AIM OF THE EXERCISE
What lines below include the word "jersey"? Copy each one.

--- DATA ---

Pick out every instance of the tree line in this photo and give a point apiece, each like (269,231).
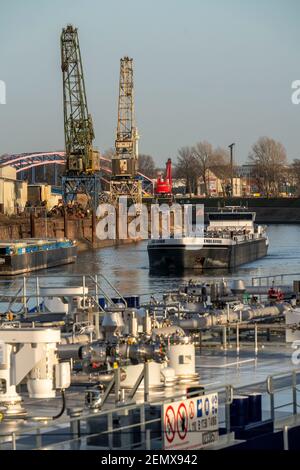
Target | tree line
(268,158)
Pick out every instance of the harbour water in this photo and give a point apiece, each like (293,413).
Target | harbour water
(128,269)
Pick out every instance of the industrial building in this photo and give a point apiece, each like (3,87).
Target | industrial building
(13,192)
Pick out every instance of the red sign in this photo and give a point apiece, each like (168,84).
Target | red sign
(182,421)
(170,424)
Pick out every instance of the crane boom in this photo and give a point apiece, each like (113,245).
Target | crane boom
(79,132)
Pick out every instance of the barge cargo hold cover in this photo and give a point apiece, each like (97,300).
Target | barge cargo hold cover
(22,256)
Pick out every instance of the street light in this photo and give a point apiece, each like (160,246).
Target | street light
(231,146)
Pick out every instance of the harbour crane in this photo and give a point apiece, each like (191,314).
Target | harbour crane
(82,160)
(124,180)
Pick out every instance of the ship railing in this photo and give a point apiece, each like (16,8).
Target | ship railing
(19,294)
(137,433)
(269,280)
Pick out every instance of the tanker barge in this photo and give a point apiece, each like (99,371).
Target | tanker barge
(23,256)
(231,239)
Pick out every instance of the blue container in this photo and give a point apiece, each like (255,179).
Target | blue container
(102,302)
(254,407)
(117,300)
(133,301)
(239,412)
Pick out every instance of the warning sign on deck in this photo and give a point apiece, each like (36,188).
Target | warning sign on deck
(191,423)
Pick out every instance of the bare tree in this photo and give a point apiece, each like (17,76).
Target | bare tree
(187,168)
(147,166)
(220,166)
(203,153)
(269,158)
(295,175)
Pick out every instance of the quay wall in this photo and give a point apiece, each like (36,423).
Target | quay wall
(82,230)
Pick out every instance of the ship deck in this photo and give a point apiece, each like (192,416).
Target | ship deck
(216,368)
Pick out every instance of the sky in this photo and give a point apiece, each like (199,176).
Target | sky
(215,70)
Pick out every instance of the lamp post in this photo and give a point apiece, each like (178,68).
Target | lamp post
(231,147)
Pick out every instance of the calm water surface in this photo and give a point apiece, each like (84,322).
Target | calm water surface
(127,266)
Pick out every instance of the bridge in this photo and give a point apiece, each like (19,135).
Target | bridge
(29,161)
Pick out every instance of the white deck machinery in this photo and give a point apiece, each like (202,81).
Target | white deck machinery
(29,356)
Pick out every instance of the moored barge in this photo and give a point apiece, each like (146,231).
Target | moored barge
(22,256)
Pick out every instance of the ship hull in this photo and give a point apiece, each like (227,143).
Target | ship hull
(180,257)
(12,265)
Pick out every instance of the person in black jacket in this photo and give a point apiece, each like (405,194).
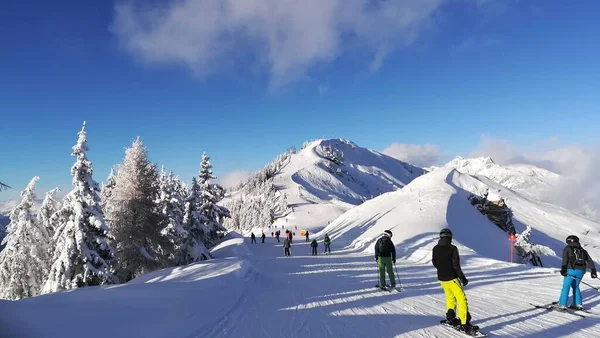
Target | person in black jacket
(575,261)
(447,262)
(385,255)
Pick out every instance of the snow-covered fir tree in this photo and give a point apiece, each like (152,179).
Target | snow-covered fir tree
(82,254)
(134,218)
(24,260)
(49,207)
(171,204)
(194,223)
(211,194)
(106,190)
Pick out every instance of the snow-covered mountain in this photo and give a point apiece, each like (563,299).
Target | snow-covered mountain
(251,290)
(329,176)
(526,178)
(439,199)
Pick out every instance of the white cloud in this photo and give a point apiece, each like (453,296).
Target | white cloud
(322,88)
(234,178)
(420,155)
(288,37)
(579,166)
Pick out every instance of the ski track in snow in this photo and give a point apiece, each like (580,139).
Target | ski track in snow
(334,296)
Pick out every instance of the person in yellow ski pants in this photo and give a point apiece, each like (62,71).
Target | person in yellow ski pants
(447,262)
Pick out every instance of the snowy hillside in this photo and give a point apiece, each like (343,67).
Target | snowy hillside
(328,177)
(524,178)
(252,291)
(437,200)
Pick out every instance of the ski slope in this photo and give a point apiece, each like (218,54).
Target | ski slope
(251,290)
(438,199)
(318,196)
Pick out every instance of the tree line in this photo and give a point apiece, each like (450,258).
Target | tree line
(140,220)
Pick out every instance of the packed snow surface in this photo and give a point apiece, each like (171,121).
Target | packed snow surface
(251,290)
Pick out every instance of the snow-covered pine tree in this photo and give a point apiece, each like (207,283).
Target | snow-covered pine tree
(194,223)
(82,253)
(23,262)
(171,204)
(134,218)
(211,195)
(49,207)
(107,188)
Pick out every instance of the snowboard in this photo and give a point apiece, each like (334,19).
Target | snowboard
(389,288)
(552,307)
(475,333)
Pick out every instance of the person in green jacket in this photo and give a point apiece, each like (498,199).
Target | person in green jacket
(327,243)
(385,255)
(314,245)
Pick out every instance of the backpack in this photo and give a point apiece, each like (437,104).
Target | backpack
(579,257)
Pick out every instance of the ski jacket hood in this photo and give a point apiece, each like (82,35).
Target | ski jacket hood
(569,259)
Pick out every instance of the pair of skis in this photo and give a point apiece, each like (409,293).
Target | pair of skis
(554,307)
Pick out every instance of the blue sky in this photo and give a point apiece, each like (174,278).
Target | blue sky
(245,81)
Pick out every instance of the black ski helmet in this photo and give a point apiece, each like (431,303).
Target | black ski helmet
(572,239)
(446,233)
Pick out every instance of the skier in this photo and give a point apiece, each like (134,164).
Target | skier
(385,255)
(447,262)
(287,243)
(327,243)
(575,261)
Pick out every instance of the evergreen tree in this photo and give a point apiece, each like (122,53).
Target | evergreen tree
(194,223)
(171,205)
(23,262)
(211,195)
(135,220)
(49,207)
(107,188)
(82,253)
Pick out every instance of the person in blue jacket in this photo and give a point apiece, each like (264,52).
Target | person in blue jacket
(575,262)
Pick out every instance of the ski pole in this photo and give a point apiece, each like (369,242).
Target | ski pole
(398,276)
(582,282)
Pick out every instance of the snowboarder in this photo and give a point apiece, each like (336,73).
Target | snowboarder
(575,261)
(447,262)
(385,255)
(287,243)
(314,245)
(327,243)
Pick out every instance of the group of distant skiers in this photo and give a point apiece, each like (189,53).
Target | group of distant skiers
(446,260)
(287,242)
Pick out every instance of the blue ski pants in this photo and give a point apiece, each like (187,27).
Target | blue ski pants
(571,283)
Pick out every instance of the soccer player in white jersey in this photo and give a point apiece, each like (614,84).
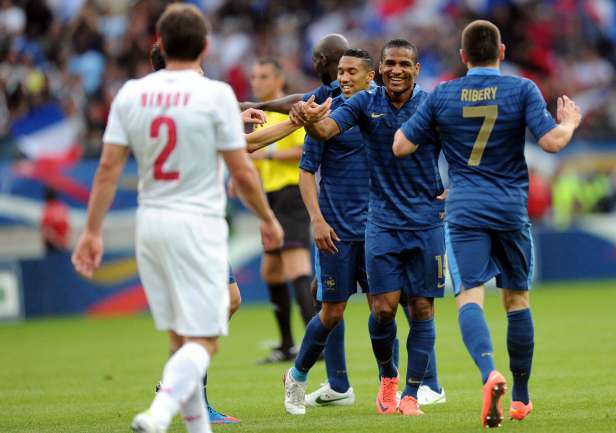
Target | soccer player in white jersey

---

SOLUTION TO THIS EXERCISE
Pick out every instance of the soccer player in white jersey in this photo and give a point apiece, each like (614,84).
Target | soccer player in white jersey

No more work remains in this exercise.